An exact repeat is needed of the lines from the one with "Annotate the hammered" through the last line of the data below. Please omit the pictures.

:::

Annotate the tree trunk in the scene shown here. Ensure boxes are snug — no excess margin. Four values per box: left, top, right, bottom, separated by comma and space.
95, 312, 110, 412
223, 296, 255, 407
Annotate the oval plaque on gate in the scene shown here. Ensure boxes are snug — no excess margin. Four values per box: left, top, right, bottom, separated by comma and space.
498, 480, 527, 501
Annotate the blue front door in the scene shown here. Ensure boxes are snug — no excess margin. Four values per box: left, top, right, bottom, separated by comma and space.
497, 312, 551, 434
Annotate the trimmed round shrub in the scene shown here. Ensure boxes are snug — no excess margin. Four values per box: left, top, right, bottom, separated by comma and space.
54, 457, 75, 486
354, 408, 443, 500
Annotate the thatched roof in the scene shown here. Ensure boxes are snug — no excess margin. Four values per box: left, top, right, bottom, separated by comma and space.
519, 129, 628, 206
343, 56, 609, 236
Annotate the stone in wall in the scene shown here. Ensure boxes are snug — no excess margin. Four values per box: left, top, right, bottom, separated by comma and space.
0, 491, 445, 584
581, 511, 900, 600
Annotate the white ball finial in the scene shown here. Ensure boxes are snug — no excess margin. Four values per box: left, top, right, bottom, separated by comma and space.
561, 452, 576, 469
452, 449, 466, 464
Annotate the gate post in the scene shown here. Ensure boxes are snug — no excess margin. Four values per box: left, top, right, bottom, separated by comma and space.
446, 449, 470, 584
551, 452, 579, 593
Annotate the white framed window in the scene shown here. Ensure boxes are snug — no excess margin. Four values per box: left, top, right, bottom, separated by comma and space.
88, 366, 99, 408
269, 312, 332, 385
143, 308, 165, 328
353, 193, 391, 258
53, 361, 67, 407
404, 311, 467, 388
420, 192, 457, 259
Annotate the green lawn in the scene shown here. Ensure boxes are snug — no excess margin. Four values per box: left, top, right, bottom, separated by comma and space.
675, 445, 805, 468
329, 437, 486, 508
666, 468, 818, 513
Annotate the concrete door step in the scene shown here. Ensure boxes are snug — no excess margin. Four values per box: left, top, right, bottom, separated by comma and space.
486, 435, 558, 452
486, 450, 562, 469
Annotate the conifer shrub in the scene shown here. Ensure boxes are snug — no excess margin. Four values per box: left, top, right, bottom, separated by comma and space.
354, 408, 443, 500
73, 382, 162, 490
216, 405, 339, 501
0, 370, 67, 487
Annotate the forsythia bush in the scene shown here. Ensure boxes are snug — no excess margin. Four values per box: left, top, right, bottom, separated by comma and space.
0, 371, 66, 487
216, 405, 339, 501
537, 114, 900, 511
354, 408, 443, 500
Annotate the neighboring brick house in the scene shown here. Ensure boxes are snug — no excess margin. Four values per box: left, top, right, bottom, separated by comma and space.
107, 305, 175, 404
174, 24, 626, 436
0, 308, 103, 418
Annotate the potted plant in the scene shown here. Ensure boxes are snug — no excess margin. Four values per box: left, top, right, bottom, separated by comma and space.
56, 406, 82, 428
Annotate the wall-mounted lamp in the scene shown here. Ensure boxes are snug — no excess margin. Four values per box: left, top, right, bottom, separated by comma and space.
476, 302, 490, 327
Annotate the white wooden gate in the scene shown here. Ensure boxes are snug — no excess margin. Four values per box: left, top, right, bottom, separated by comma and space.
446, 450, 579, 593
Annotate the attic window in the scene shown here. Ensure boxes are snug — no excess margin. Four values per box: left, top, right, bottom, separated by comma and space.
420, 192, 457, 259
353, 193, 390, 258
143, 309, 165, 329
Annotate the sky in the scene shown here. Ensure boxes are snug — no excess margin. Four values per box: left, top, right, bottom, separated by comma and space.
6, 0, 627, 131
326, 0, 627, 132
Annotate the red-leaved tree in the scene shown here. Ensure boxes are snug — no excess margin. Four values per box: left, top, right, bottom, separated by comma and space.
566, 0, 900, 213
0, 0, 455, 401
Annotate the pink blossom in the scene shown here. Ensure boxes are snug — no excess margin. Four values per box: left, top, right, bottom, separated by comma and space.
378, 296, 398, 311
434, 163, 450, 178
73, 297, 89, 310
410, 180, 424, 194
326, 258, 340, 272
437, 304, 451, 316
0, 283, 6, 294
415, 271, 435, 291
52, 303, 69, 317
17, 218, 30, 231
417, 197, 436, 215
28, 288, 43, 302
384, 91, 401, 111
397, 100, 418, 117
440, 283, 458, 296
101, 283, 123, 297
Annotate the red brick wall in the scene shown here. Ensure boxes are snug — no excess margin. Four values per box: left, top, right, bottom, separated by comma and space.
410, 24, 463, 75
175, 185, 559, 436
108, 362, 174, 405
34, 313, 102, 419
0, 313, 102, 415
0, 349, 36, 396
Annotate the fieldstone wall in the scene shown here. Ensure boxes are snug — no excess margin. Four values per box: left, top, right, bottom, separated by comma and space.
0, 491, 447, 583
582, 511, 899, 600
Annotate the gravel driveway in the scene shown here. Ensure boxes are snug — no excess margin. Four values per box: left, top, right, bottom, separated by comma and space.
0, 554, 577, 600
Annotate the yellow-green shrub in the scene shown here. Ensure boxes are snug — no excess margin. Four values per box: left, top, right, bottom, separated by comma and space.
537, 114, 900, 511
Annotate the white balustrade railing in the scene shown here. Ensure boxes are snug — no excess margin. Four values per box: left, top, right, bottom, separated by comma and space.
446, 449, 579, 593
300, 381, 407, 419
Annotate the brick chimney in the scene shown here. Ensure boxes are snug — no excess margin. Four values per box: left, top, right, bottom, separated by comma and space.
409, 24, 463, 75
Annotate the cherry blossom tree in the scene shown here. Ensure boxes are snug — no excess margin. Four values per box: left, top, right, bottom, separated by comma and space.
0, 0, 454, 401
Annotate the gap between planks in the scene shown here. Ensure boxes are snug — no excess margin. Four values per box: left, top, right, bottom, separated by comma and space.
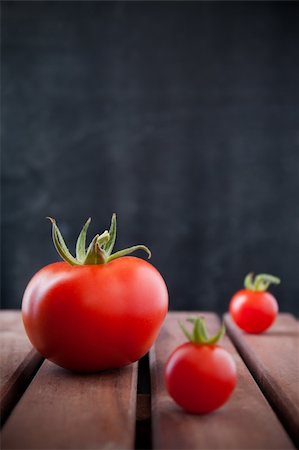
135, 353, 152, 450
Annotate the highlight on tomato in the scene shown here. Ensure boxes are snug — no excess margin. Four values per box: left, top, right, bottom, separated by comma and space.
229, 272, 280, 334
22, 214, 168, 372
165, 318, 237, 414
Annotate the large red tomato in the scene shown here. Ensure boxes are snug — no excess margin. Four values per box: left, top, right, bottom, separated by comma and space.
22, 215, 168, 372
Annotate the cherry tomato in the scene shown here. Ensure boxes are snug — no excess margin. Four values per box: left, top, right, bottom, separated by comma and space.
165, 318, 237, 414
229, 273, 280, 333
22, 215, 168, 372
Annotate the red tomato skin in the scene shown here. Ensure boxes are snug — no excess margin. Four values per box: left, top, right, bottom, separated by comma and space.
165, 343, 237, 414
22, 257, 168, 372
229, 289, 278, 333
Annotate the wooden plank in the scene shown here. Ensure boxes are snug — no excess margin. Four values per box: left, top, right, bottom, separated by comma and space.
225, 313, 299, 448
150, 312, 294, 450
0, 311, 43, 425
2, 359, 138, 450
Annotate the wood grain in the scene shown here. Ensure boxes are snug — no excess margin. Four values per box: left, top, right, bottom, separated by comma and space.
150, 312, 294, 450
1, 359, 138, 450
225, 313, 299, 448
0, 311, 43, 425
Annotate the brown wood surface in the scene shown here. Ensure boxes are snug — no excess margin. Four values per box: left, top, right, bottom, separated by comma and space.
1, 358, 138, 450
0, 311, 43, 424
225, 313, 299, 448
150, 312, 294, 450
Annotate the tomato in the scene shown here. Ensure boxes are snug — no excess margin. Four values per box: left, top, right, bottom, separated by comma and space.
22, 215, 168, 372
165, 318, 237, 414
229, 273, 280, 333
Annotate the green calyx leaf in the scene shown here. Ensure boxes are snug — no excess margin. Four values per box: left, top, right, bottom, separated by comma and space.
244, 272, 281, 292
107, 245, 151, 262
47, 218, 80, 266
179, 317, 225, 345
47, 214, 152, 266
76, 217, 91, 262
104, 213, 117, 256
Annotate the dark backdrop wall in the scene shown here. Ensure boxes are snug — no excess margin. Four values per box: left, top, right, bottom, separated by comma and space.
2, 1, 299, 315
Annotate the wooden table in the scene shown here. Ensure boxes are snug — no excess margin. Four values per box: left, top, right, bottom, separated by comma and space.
1, 311, 298, 450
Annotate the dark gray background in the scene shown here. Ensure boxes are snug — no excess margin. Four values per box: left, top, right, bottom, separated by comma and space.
2, 1, 299, 314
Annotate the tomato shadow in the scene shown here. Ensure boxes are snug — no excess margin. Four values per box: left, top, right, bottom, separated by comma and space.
235, 328, 298, 338
48, 361, 129, 378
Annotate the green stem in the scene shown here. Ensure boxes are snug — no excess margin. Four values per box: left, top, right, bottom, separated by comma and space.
48, 214, 152, 266
244, 272, 281, 292
104, 213, 117, 256
179, 317, 225, 345
83, 234, 106, 265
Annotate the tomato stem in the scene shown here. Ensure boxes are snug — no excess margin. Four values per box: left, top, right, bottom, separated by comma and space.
244, 272, 281, 292
48, 214, 151, 266
179, 317, 225, 345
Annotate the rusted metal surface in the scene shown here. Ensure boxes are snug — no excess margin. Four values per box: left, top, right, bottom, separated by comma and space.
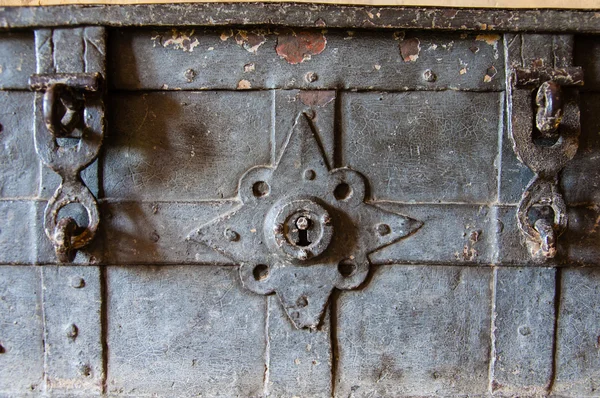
30, 71, 104, 262
506, 34, 582, 261
108, 28, 505, 92
535, 80, 563, 136
1, 6, 600, 398
2, 4, 600, 33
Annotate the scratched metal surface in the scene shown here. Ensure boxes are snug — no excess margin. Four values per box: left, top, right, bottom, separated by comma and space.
0, 7, 600, 396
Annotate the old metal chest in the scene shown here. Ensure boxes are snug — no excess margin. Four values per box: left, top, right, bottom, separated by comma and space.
1, 4, 600, 397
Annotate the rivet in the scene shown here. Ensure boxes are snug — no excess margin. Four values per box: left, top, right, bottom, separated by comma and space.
303, 169, 316, 180
70, 277, 85, 289
423, 69, 437, 82
184, 68, 196, 82
518, 325, 531, 336
224, 228, 240, 242
296, 296, 308, 307
376, 223, 391, 236
305, 72, 318, 83
150, 231, 160, 243
78, 364, 91, 377
66, 324, 78, 340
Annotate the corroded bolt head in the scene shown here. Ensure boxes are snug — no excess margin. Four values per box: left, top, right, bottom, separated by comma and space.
303, 169, 316, 180
518, 325, 531, 336
296, 296, 308, 307
224, 228, 240, 242
376, 223, 391, 236
305, 72, 318, 83
70, 277, 85, 288
296, 216, 310, 231
65, 323, 78, 340
297, 249, 309, 260
423, 69, 437, 82
79, 364, 91, 377
184, 68, 197, 82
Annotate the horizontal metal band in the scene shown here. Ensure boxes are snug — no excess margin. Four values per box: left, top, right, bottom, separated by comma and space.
1, 5, 600, 33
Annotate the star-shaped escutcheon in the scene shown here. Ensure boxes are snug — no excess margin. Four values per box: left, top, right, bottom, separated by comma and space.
188, 113, 423, 329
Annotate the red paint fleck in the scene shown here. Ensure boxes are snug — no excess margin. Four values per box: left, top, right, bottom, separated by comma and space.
276, 30, 327, 65
399, 38, 421, 62
235, 30, 266, 54
298, 91, 335, 107
443, 9, 459, 18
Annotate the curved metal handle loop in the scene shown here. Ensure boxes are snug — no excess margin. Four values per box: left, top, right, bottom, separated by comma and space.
516, 177, 567, 259
44, 180, 100, 262
535, 81, 563, 136
33, 80, 104, 172
52, 217, 79, 263
42, 84, 82, 138
509, 86, 579, 178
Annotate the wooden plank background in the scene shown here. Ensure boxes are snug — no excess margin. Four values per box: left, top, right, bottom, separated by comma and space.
1, 0, 599, 9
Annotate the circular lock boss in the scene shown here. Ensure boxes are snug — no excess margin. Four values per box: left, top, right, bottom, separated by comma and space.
265, 198, 333, 262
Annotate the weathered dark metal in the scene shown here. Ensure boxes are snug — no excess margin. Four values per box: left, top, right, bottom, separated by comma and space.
1, 7, 600, 398
535, 81, 563, 136
507, 35, 582, 261
188, 112, 422, 328
516, 177, 567, 260
29, 73, 102, 92
513, 66, 584, 87
2, 5, 600, 33
30, 72, 104, 262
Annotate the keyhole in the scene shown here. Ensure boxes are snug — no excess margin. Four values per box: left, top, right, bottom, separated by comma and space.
296, 216, 312, 247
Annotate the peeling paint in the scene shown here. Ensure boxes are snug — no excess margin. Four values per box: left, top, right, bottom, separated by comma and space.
235, 30, 267, 54
476, 34, 501, 60
276, 30, 327, 65
220, 29, 233, 42
476, 34, 501, 46
237, 79, 252, 89
298, 91, 335, 107
484, 65, 498, 82
244, 63, 255, 73
151, 29, 200, 52
399, 37, 420, 62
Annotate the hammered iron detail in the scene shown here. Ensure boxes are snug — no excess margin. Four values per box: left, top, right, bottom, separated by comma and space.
188, 112, 423, 329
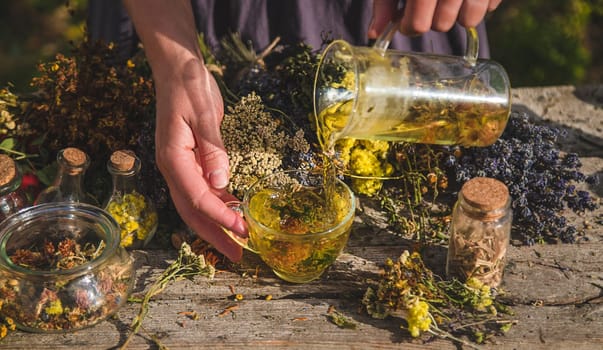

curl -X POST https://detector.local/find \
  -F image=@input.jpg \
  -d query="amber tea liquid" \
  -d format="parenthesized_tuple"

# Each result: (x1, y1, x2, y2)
(318, 96, 509, 150)
(314, 39, 511, 153)
(245, 171, 354, 283)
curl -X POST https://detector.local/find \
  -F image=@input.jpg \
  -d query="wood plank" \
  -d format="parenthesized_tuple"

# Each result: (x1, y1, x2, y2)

:::

§ **Exercise result**:
Annotate the hammered iron detail in the scene shown here. Ensure boxes are snug — no excess margin. Four values per box: left, top, right, bottom, separated by comma and space.
188, 112, 423, 329

curl -X POST https://detector.local/find \
  -F image=@input.jpg \
  -d query="amber tea liquid" \
  -d format="parenthesized_tuple"

# Each result: (x1, y1, x2, y2)
(318, 96, 509, 150)
(314, 39, 511, 153)
(245, 171, 354, 283)
curl -X POST https://detector.local/find \
  -F image=@input.jpg \
  -d query="wood plank" \
  -d format="parenthesized_tuple"

# Each result: (x1, y1, x2, y2)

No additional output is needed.